======== Data provided

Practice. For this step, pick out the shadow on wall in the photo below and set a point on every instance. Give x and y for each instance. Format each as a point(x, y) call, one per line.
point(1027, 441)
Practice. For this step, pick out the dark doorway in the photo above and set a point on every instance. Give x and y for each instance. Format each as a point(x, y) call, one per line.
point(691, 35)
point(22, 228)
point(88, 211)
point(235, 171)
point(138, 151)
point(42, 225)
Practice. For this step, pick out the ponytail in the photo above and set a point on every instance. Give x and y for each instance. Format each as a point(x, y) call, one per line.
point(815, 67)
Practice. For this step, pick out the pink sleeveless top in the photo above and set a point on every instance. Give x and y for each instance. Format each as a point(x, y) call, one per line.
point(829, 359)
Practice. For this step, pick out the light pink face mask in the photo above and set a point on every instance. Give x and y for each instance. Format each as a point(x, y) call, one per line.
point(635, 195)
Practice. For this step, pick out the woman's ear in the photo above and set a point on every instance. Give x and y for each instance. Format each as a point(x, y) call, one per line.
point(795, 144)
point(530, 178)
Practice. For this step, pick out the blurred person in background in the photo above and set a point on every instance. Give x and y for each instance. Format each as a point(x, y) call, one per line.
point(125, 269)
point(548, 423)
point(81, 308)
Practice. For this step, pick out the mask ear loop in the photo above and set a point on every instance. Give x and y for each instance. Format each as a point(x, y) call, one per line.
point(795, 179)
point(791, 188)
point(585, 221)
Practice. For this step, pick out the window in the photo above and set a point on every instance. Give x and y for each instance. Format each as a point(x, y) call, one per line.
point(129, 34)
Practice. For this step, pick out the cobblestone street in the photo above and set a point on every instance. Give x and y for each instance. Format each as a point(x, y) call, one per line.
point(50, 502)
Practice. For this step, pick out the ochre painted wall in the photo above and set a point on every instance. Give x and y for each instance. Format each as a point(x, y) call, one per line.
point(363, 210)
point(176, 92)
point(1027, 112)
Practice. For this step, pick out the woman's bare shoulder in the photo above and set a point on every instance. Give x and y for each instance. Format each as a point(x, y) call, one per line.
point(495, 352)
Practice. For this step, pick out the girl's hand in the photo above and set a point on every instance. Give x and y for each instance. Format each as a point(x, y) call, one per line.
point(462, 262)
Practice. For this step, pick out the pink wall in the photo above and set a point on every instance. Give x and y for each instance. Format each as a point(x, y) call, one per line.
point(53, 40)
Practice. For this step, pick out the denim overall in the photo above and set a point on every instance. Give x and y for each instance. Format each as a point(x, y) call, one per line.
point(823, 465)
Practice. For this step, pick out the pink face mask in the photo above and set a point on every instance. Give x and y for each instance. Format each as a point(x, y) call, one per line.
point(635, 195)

================

# Given problem
Set out every item above as a numbered list, skipping any blank lines.

# Response
1. Practice. For this step, pick out the shadow on wall in the photo below and set a point on every instance. Give x and y for each instance. Format each as a point(x, y) call, one per line.
2. point(1027, 441)
3. Practice. For this step, pick out the dark doorway in the photo above and set a point on every instance. Give x and y for each instance. Format each as a point(x, y) call, one per line.
4. point(691, 35)
5. point(22, 228)
6. point(88, 211)
7. point(235, 171)
8. point(138, 151)
9. point(42, 225)
10. Practice. For this step, pick out the ponytail in the photo above and set a point on every instance. Give x and y for each instance. Format each as a point(x, y) call, one per line.
11. point(815, 67)
12. Practice. For this step, pick out the pink sleeveless top in the photo above and set a point on every instance. Give x and y for each instance. Format each as a point(x, y) call, one per line.
13. point(829, 359)
14. Practice. For this step, pick out the light pink face mask in the photo above and set a point on every instance. Give x and y for each instance. Format each as a point(x, y) call, one per line.
15. point(635, 195)
16. Practice. For this step, pick out the woman's ear in the photo above and set a point on every instance. Give x and y for each instance. Format each as a point(x, y) call, one per line.
17. point(795, 144)
18. point(530, 178)
19. Practice. For this step, pick out the blurred person in background in the photo above and set a point on every instance. Give x and y for each instance. Format each as a point(x, y) call, one per line.
20. point(125, 269)
21. point(548, 423)
22. point(81, 308)
23. Practice. For this step, pick out the mask ear loop in the photo above and set a point on every instance. Give x and y for each instance. Format each as a point(x, y) call, one per line.
24. point(795, 179)
25. point(791, 188)
26. point(585, 221)
27. Practice. For this step, pick out the window in the photo above and set a point on every instance. Give x and y for each instance. Format each as a point(x, y) call, one per line.
28. point(129, 34)
29. Practice. For this step, pick out the cobblestone street in the photo above and set a point on every instance. Give x and y for each instance. Format each as a point(x, y) call, one per line.
30. point(50, 502)
31. Practice. For this step, pick out the ochre painted wall in the photo above and set a point on every instance. Give x and y for each instance. Format each as a point(x, y) call, one per line.
32. point(363, 210)
33. point(176, 92)
34. point(1027, 112)
35. Practice. For this step, pick out the woman's bare shoulder in the photo above and set a point on every instance. Give x and y for each instance. Format each as a point(x, y) call, one per line.
36. point(495, 352)
37. Practice. For this step, pick out the girl's hand in the photo above and set a point on every instance. Give x and y for each instance. Format each as a point(x, y) call, one per line.
38. point(462, 262)
39. Practice. For this step, pick out the pink wall in the photo above and set a point on every instance. Give x and y for each instance. Format each as a point(x, y) call, one per line.
40. point(53, 40)
41. Practice. For this step, pick out the denim overall in the photo above and set a point on every instance. Give x and y for each instance. Format each as a point(x, y) call, one per line.
42. point(823, 465)
43. Practice. For this step, pick out the pink face mask in the photo above and set a point on every instance. Give x and y for each instance. Format each as a point(x, y) call, one per line.
44. point(635, 195)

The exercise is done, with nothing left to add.